Activity - Reproduce every entry exactly as written.

Recorded data:
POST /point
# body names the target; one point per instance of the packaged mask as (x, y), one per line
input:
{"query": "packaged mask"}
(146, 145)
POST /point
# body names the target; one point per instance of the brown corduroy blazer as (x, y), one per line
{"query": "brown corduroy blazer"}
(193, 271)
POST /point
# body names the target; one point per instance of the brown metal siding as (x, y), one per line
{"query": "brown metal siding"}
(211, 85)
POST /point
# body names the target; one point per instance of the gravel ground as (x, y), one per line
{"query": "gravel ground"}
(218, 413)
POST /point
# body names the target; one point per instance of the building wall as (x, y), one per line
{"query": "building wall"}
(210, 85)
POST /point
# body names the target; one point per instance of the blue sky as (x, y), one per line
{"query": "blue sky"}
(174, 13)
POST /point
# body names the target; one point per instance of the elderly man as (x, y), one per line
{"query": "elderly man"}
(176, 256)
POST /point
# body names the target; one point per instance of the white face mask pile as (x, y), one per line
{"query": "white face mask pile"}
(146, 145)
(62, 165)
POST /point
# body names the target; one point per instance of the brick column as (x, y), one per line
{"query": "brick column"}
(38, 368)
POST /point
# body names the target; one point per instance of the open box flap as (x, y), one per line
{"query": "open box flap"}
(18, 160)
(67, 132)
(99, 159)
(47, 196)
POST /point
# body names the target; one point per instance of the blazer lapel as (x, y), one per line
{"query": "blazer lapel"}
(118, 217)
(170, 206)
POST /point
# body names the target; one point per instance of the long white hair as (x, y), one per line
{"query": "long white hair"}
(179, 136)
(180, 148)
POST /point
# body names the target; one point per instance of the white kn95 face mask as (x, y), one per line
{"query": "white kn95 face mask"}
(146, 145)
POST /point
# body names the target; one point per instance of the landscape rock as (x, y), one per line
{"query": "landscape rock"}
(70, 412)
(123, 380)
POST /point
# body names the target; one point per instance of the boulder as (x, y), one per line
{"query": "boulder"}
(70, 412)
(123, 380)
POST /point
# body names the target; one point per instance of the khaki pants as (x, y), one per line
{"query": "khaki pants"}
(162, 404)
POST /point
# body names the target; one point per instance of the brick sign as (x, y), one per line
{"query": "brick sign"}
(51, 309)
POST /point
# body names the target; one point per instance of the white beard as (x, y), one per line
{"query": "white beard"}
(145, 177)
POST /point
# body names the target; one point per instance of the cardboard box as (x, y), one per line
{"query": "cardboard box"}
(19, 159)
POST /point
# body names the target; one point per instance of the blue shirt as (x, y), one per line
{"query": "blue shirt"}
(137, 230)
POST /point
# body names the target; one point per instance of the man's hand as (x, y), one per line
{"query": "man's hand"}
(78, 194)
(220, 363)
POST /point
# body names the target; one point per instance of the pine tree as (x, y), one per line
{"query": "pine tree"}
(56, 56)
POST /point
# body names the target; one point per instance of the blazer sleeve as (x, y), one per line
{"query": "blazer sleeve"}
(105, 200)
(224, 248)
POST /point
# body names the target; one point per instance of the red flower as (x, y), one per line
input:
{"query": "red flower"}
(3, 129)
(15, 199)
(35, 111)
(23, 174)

Task response -
POST /point
# body names the target; one point per instance of the packaged mask as (x, y), one per line
input:
{"query": "packaged mask"}
(146, 145)
POST /point
# body names the target; one point per instance of the brown corduroy blazer as (x, y), one per line
{"query": "brown corduroy blazer"}
(193, 271)
POST /point
# body names the target; one point per instance of the brown metal siding as (x, y), one per line
{"query": "brown metal siding"}
(211, 85)
POST /point
# body names the target; one point per instance of the gravel ground as (x, y), one per line
{"query": "gravel ground"}
(218, 413)
POST /point
# body names the target; one point per instance of the building wall as (x, y), one per line
{"query": "building wall"}
(210, 85)
POST /point
# body names the target; one point per instance of the blue sky as (x, y), one per line
{"query": "blue sky"}
(174, 13)
POST /point
# body names the target; one point per instance of the elderly man as (x, y), one per line
{"query": "elderly man"}
(176, 256)
POST /point
# body names the target; one point per instance of the white face mask pile as (x, y), one per line
{"query": "white face mask pile"}
(146, 145)
(62, 165)
POST /point
# body names the target; one point per instance of the brick column as (x, y), one per line
{"query": "brick column"}
(38, 368)
POST /point
# body names the target; one point per instance of the open box flap as (x, y), one per line
{"query": "open box flap"}
(18, 160)
(67, 132)
(99, 159)
(47, 196)
POST /point
# body names the target; one point per instance of the blazer lapel as (x, y), one per line
{"query": "blazer lapel"}
(118, 217)
(170, 206)
POST /point
# body names the target; one point per instance of the long white hair as (x, y), one per line
{"query": "long white hair"}
(179, 136)
(180, 148)
POST /point
# body names the target; one point per instance of the white kn95 face mask as (x, y), one per line
{"query": "white kn95 face mask"}
(146, 145)
POST /point
# body names the target; one point per instance of the landscape rock as (x, y), one per line
{"query": "landscape rock"}
(70, 412)
(123, 380)
POST /point
# body names the target; one point per instance of the boulder as (x, y), one per line
{"query": "boulder"}
(70, 412)
(123, 380)
POST /point
# body names the target; one point per instance of the khaki pants as (x, y), one per line
{"query": "khaki pants"}
(162, 404)
POST /point
# body names the target; one point per instance of the brick sign as (x, y), one per line
{"query": "brick sign"}
(51, 309)
POST /point
# body names the target; one point per instance of the white beard as (x, y), one per line
{"query": "white beard"}
(145, 177)
POST /point
# body names the target; one point per instance of the cardboard box as (x, y), one per line
{"query": "cardboard box"}
(19, 159)
POST /point
# body names the target; one point per instance of the blue shirt as (x, y), one per line
{"query": "blue shirt"}
(137, 230)
POST /point
# body names the target; one point per instance of the man's hand as (x, y), one per line
{"query": "man's hand"}
(78, 194)
(220, 363)
POST /point
# body names the target; one point per instance of the pine tree as (x, y), one per line
{"query": "pine tree"}
(56, 56)
POST /point
# body names the target; one point per instance of the blazer sleeve as (x, y), one per line
{"query": "blazer sleeve"}
(105, 200)
(224, 248)
POST /point
# body names the target; one point per instance of the red flower as (x, y), one per line
input:
{"query": "red flower"}
(3, 129)
(15, 199)
(35, 111)
(23, 174)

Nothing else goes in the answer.